>> Begin SOURCE TEXT

SECURITIES AND EXCHANGE COMMISSION

Washington, D.C. 20549

 

FORM 8-K

 

CURRENT REPORT

 

PURSUANT TO SECTION 13 OR 15(d) OF

THE SECURITIES EXCHANGE ACT OF 1934

 

Date of Report (Date of earliest event reported): November 15, 2017

 

THE CHRON ORGANIZATION, INC.

(Exact name of registrant as specified in its charter)

 

Nevada   000-55771   20-8881686

(State or other jurisdiction

of incorporation)

 

(Commission

File Number)

 

(I.R.S. Employer

Identification Number)

 

5851 Legacy Circle, Suite 600

Plano, Texas 75024

(Address of principal executive offices) (zip code)

 

(972) 900-2870

(Registrant’s telephone number, including area code)

 

N/A

(Former name or former address, if changed since last report)

 

Check the appropriate box below if the Form 8-K filing is intended to simultaneously satisfy the filing obligation of the registrant under any of the following provisions (see General Instruction A.2. below):

 

[  ] Written communications pursuant to Rule 425 under the Securities Act (17 CFR 230.425)
   
[  ] Soliciting material pursuant to Rule 14a-12 under the Exchange Act (17 CFR 240.14a-12)
   
[  ] Pre-commencement communications pursuant to Rule 14d-2(b) under the Exchange Act (17 CFR 240.14d-2(b))
   
[  ] Pre-commencement communications pursuant to Rule 13e-4(c) under the Exchange Act (17 CFR 240.13e-4(c)).

 

 

 

 
 

 

Item 1.01 Entry into a Material Definitive Agreement

 

Effective on November 15, 2017, The Chron Organization, Inc. (the “Company”) completed the sale to Crown Bridge Partners, LLC (“Crown Bridge”) pursuant to a Securities Purchase Agreement (the “SPA”) of a convertible promissory note in the aggregate principal amount of up to $138,000 (the “November 2017 Crown Bridge Note” or “note”) and a common stock purchase warrant to purchase 920,000 shares of the Company’s Class A Common Stock (the “November 2017 Crown Bridge Warrant”), both of which were dated November 3, 2017. Crown Bridge purchased the note and agreed to pay aggregate consideration of up to $120,000 with an original issue discount of $18,000 in tranches as follows: $46,000 of principal amount was funded by payment of $40,000 on the effective date and the balance may be funded in Crown Bridge’s sole discretion at any time. The first tranche of funding under the November 2017 Crown Bridge Note carries a prorated original issue discount of $6,000.00 and bears interest at the rate of 5% per year. Interest accrues daily on the outstanding principal amount of the note at a rate per annum equal to 5% on the basis of a 365-day year. Any amount of principal or interest on this note which is not paid when due shall bear interest at the rate of the lesser of (i) twelve (12%) per annum or (ii) the maximum amount allowed by law from the due date thereof until the same is paid. The principal amount of the note and interest are payable on the maturity date which is 12 months after the funding date of each tranche.

>> End SOURCE TEXT
>> Begin MATERIAL SUPPLIED

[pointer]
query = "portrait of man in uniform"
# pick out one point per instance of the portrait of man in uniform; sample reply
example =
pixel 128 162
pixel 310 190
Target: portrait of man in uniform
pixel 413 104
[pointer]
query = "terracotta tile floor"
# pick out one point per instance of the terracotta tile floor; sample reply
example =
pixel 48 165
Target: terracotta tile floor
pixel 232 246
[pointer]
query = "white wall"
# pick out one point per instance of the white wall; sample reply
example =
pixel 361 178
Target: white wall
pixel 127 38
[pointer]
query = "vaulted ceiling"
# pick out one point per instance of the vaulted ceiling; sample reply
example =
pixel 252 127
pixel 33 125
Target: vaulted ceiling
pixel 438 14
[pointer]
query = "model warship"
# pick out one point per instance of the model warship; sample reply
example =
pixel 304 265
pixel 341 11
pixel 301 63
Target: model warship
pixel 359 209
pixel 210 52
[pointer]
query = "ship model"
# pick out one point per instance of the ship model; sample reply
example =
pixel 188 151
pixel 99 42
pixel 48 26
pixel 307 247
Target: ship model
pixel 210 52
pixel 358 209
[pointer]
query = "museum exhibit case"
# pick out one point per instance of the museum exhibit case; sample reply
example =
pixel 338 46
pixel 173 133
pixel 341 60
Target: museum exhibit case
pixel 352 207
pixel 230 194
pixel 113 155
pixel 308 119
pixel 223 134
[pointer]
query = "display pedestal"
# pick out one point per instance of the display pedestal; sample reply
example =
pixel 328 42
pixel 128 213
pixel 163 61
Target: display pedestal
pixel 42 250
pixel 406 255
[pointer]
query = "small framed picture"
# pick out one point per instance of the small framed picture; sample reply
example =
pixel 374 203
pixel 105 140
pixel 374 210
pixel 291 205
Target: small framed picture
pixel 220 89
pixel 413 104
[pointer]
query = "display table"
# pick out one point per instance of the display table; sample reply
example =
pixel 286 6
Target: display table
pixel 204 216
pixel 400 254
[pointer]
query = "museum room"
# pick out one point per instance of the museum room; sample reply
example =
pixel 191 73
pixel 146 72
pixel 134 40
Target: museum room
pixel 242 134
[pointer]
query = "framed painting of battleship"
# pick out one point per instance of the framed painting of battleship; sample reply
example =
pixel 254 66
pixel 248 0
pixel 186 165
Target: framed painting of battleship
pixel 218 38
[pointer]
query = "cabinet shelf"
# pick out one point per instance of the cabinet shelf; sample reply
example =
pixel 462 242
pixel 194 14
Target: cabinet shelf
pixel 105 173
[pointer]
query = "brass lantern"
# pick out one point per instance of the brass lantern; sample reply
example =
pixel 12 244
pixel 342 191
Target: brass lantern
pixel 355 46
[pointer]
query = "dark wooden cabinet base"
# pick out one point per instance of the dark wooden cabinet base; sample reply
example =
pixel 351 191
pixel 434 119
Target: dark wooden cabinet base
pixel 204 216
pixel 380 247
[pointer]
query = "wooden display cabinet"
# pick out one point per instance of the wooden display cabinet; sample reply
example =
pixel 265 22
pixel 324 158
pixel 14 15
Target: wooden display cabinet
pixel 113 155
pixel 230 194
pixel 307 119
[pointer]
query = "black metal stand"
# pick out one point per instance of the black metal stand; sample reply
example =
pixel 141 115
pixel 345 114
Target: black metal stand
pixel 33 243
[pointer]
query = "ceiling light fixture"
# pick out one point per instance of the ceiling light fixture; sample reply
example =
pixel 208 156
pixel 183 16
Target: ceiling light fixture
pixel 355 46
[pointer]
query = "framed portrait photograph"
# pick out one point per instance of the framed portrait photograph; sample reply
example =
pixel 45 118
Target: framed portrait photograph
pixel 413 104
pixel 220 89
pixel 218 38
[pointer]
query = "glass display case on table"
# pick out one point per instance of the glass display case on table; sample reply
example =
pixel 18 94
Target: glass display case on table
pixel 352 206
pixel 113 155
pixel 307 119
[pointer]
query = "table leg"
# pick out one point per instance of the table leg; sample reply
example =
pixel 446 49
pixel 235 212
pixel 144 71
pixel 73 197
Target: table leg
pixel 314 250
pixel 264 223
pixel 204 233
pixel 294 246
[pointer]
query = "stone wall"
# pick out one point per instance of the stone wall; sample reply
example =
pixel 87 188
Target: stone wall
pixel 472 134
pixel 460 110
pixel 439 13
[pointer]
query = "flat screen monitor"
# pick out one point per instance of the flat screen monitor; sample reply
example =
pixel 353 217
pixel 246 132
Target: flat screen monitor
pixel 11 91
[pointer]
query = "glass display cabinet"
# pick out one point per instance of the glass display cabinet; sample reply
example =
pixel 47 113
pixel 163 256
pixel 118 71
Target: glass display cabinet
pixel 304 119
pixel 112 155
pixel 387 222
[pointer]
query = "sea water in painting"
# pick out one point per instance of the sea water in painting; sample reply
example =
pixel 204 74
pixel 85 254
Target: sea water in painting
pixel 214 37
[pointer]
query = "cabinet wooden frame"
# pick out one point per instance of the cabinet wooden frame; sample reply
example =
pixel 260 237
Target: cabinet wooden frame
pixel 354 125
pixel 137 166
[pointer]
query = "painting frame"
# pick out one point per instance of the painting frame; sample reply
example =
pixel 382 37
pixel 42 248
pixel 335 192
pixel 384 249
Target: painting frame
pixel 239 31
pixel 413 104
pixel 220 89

>> End MATERIAL SUPPLIED

• [TASK TO CARRY OUT]: Continue the Form 8-K filing on the Crown Bridge note from where it stops. This data has no connection to the Form 8-K filing above.

• [RESPONSE BELOW]:
Crown Bridge is entitled to, at any time or from time to time, convert the Note into shares of our common stock, at a conversion price per share equal to sixty percent (60%) of the lowest traded price of the common stock during the twenty (20) trading days immediately preceding the date of the date of conversion, upon the terms and subject to the conditions of the note. The conversion price of the note is subject to adjustment in the event of stock splits, stock dividends and similar corporate events. In addition, the conversion price is subject to adjustment if we issue or sell convertible promissory notes that are convertible for a consideration per share less than the conversion price then in effect or includes a longer look back period than provided in the note. If this should occur, the conversion price is reduced to the lowest price at which these securities were issued or are exercisable or in the case of a more favorable look back period, the look back period shall be adjusted to such greater number of days. The note contains representations, warranties, events of default, beneficial ownership limitations, prepayment options, and other provisions that are customary of similar instruments.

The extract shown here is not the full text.